*** SOURCE RECORDS ***
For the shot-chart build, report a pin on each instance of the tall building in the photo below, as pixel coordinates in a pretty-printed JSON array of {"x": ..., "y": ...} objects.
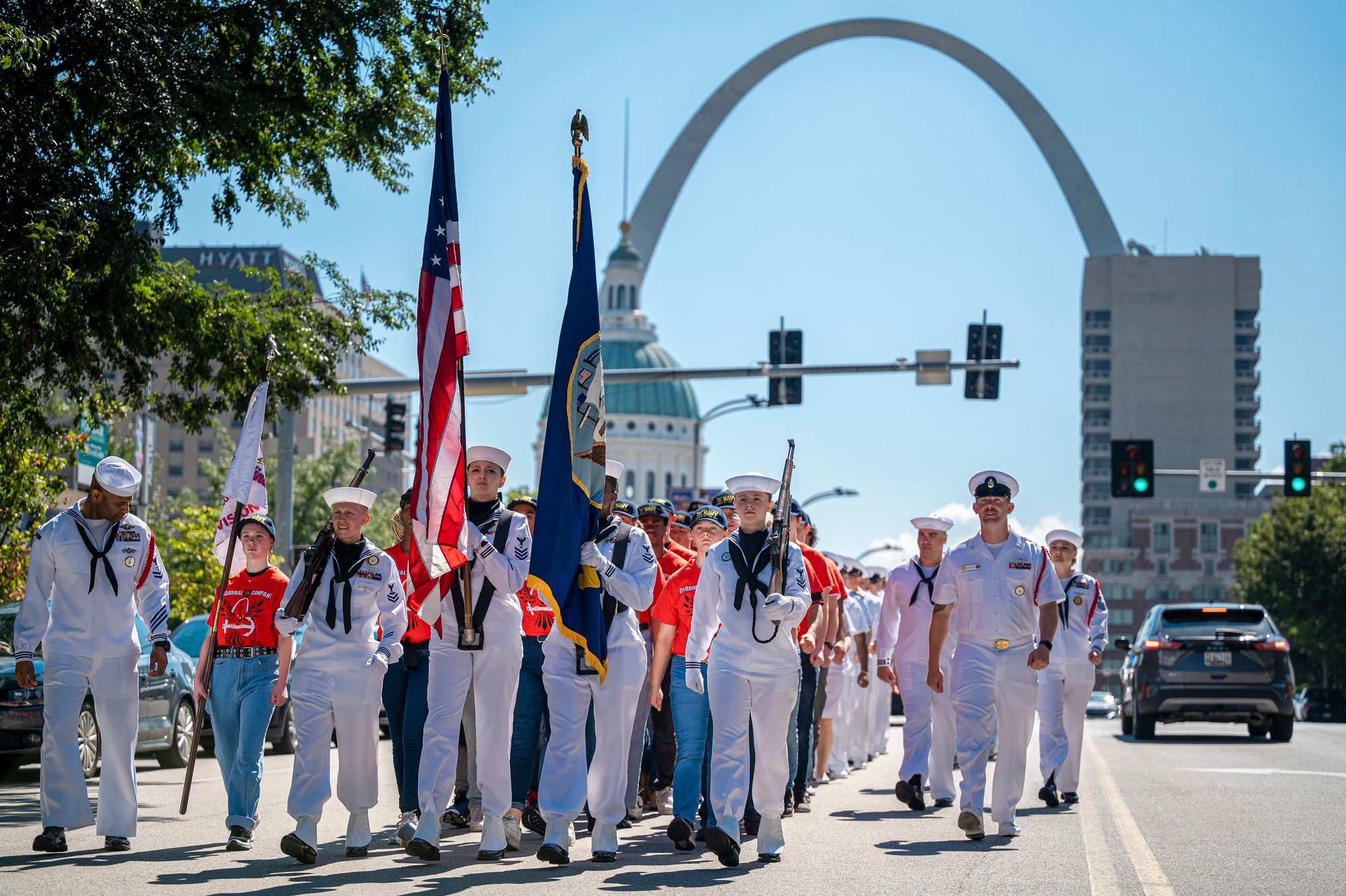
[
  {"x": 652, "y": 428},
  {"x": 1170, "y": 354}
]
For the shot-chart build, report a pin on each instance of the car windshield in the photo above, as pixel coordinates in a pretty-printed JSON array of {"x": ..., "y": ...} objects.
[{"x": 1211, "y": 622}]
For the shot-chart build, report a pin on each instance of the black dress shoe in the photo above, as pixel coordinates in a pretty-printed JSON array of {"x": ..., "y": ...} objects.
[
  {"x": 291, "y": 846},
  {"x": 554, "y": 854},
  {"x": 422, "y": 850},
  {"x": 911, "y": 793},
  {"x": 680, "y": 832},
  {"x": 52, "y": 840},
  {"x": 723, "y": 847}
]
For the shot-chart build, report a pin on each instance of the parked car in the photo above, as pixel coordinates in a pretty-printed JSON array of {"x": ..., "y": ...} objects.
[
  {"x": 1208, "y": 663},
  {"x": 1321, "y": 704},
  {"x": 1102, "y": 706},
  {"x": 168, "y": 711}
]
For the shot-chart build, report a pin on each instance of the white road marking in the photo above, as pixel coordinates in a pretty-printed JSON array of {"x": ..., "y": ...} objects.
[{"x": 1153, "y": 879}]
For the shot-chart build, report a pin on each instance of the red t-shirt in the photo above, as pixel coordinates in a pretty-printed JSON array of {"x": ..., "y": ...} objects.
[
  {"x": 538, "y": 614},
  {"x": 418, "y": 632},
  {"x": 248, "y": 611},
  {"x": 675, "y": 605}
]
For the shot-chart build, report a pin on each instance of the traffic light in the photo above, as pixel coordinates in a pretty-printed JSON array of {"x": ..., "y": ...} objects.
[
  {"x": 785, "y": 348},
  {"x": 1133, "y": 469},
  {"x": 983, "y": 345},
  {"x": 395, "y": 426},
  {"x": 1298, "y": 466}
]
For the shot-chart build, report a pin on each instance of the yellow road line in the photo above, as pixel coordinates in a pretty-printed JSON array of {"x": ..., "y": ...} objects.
***
Copy the material word for word, beginning at the line containing "of the parked" and continuing through the final line of the material.

For the shot-chart build, report a pin on each instance of the parked car in the photo above, as pixel coordinates in a pretty-printed JSON array of {"x": ..., "y": ...} objects.
[
  {"x": 1208, "y": 663},
  {"x": 1321, "y": 704},
  {"x": 1102, "y": 706},
  {"x": 168, "y": 711}
]
For the shot-chart build, report a pin on each instance of the white road marking in the photo above, as pixel coordinates in a pretty-printed JSON array of {"x": ..., "y": ...} objects.
[{"x": 1153, "y": 879}]
For the shot-chart build, report a pin on each instance of the red t-shirt in the photo above, as pixel coordinates in a pretty-printed JSON array of {"x": ..., "y": ...} objects.
[
  {"x": 538, "y": 614},
  {"x": 418, "y": 632},
  {"x": 248, "y": 611},
  {"x": 675, "y": 605}
]
For the shot-chart build, report a pin on each instance of the traffic light in the photo above, as pixel coordinates in a pretty-printed JSON array of {"x": ..., "y": ...} objects.
[
  {"x": 785, "y": 348},
  {"x": 1133, "y": 469},
  {"x": 983, "y": 345},
  {"x": 395, "y": 426},
  {"x": 1298, "y": 466}
]
For the shot-chart build, report a pin on each instance of the yellow road line in the photo above, as pixel coordinates in a pretty-printed JSON array of {"x": ..., "y": ...} objects.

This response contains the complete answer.